— Begin Input material —

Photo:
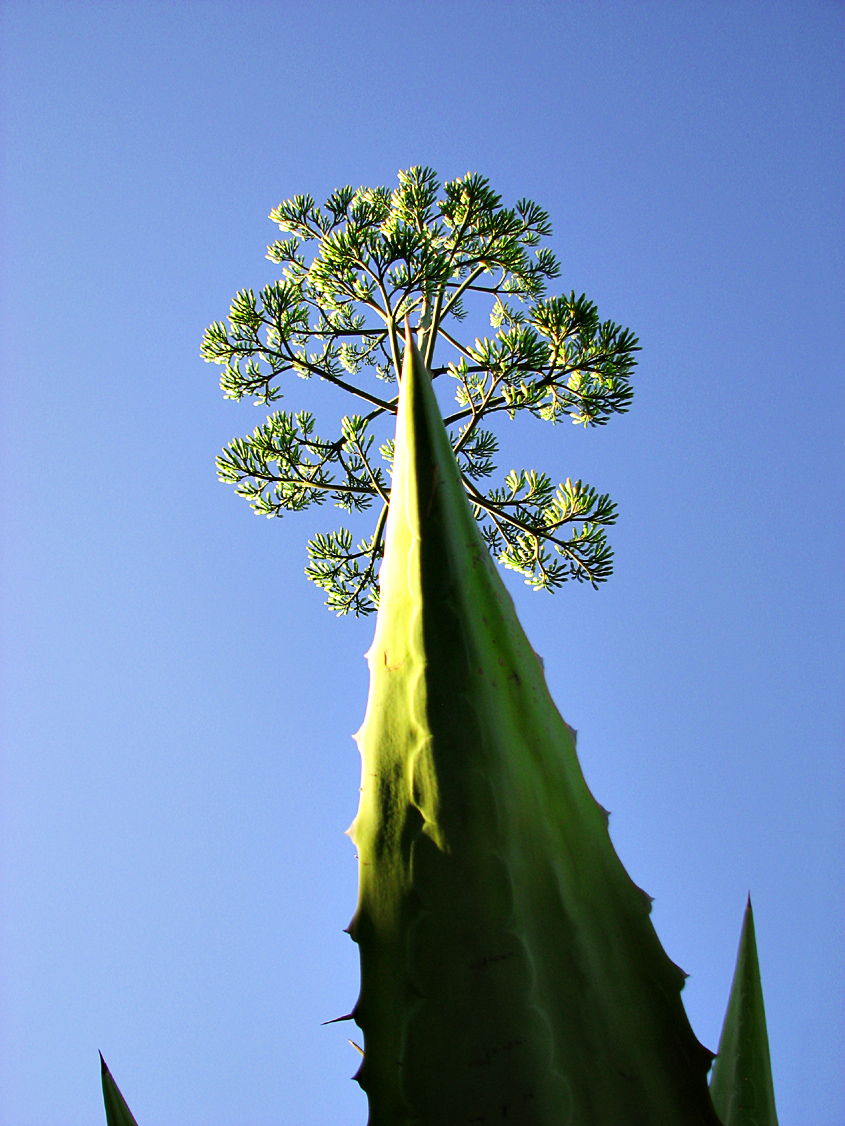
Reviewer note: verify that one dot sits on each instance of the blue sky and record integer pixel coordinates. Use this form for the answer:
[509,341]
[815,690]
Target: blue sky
[177,704]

— End Input material —

**Task goal:**
Lay out all the rows above as a Markdown table with the columns No. and Line, one line of text per table row, numbered in order, with blank lines dropped. Omit the picture lines.

**Solution to the problem:**
| No. | Line |
|---|---|
| 1 | Photo: |
| 2 | Reviewer note: verify that one dot sits on each instance of the blue sky and record integer pixel coordinates. Use this form for the answer: |
| 3 | [509,341] |
| 4 | [815,690] |
| 5 | Target: blue sky |
| 6 | [177,704] |